● **Written instruction**
Every entry must be copied word for word.

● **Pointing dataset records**
_ _ _ _ _ _ _

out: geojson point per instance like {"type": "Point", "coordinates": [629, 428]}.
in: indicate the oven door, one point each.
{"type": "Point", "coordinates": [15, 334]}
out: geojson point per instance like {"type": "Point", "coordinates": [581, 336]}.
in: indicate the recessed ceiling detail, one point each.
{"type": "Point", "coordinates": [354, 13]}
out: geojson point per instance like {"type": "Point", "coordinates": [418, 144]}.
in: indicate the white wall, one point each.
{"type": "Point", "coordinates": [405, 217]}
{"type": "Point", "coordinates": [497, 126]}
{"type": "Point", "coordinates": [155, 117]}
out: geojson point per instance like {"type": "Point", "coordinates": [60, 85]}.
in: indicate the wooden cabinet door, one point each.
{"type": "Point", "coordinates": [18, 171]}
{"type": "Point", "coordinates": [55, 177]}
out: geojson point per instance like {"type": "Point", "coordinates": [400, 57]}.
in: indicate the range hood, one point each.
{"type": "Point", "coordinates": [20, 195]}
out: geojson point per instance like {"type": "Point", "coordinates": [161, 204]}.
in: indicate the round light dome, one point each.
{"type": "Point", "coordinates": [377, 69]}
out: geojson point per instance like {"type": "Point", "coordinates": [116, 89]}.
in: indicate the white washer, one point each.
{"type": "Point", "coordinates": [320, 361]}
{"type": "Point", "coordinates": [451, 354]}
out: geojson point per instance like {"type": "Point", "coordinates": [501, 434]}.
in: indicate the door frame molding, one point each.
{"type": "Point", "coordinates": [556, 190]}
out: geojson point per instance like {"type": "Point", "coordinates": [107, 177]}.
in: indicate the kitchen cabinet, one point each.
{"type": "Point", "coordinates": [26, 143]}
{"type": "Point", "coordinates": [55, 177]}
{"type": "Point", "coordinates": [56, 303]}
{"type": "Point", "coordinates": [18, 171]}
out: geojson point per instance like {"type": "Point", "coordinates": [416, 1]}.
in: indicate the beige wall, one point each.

_ _ _ _ _ _ _

● **Correct result**
out: geojson point per instance like {"type": "Point", "coordinates": [629, 428]}.
in: indicate the oven door, one point each.
{"type": "Point", "coordinates": [15, 334]}
out: geojson point per instance like {"type": "Point", "coordinates": [581, 336]}.
in: indicate the recessed ceiling detail, one point each.
{"type": "Point", "coordinates": [354, 13]}
out: geojson point per instance like {"type": "Point", "coordinates": [418, 144]}.
in: indicate the white wall, one point each.
{"type": "Point", "coordinates": [405, 217]}
{"type": "Point", "coordinates": [497, 126]}
{"type": "Point", "coordinates": [155, 117]}
out: geojson point per instance like {"type": "Point", "coordinates": [60, 85]}.
in: indicate the wooden cabinet door, one point each.
{"type": "Point", "coordinates": [18, 171]}
{"type": "Point", "coordinates": [55, 177]}
out: geojson point per instance like {"type": "Point", "coordinates": [400, 57]}.
in: indicate the range hood, one point each.
{"type": "Point", "coordinates": [20, 195]}
out: geojson point per instance like {"type": "Point", "coordinates": [161, 204]}.
in: indicate the round light dome, one point each.
{"type": "Point", "coordinates": [377, 69]}
out: geojson point per instance like {"type": "Point", "coordinates": [116, 89]}.
in: indicate the white washer, one point each.
{"type": "Point", "coordinates": [320, 361]}
{"type": "Point", "coordinates": [451, 354]}
out: geojson point per instance like {"type": "Point", "coordinates": [501, 434]}.
in: indicate the door frame molding, one point each.
{"type": "Point", "coordinates": [556, 190]}
out: geojson point per instance like {"type": "Point", "coordinates": [107, 177]}.
in: indicate the kitchen cabinet, one point each.
{"type": "Point", "coordinates": [26, 143]}
{"type": "Point", "coordinates": [55, 177]}
{"type": "Point", "coordinates": [56, 303]}
{"type": "Point", "coordinates": [18, 171]}
out: geojson point per instance like {"type": "Point", "coordinates": [416, 1]}.
in: indicate the beige wall, one point each.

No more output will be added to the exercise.